DIRECTIVE: Reproduce verbatim the portion of the records that opens with the line containing "The function MUST provide one marker per instance of the salon" and continues through the end of the records, both ends included.

DATA LINES:
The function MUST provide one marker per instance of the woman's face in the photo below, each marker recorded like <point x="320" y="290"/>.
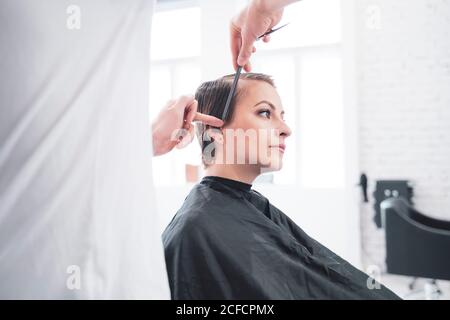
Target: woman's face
<point x="257" y="132"/>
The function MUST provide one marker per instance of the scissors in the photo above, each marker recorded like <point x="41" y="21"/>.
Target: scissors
<point x="238" y="74"/>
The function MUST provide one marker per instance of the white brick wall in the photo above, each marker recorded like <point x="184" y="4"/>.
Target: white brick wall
<point x="403" y="86"/>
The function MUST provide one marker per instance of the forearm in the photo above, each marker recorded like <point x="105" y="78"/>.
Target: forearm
<point x="272" y="5"/>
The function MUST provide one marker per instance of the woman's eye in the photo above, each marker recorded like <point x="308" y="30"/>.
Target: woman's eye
<point x="265" y="113"/>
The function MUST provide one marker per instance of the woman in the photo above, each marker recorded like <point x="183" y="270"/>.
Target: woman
<point x="227" y="241"/>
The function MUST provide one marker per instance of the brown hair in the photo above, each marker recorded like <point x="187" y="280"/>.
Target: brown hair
<point x="212" y="97"/>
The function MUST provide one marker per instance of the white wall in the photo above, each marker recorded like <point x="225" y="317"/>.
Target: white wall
<point x="403" y="91"/>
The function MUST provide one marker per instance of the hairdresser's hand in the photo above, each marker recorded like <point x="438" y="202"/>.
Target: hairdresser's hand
<point x="173" y="126"/>
<point x="247" y="26"/>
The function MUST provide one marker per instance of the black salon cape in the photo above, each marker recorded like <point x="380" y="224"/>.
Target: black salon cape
<point x="228" y="242"/>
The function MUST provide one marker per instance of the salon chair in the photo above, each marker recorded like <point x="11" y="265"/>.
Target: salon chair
<point x="416" y="245"/>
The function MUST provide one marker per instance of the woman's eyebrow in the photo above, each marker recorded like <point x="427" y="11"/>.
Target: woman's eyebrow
<point x="268" y="103"/>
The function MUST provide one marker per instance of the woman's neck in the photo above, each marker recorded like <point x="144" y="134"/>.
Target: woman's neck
<point x="242" y="173"/>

ANSWER BELOW:
The function MUST provide one marker per instance of the salon chair in the photo above, each marker recorded like <point x="11" y="265"/>.
Target: salon chair
<point x="416" y="245"/>
The function MUST provide one marker per instance of the woman's eyebrow in the photo above, each marker recorded like <point x="427" y="11"/>.
Target: woman's eyebrow
<point x="268" y="103"/>
The function MUST provide one marker per instance of the woman's neck in the photo above, each marker recorded like <point x="144" y="134"/>.
Target: woman's neck
<point x="242" y="173"/>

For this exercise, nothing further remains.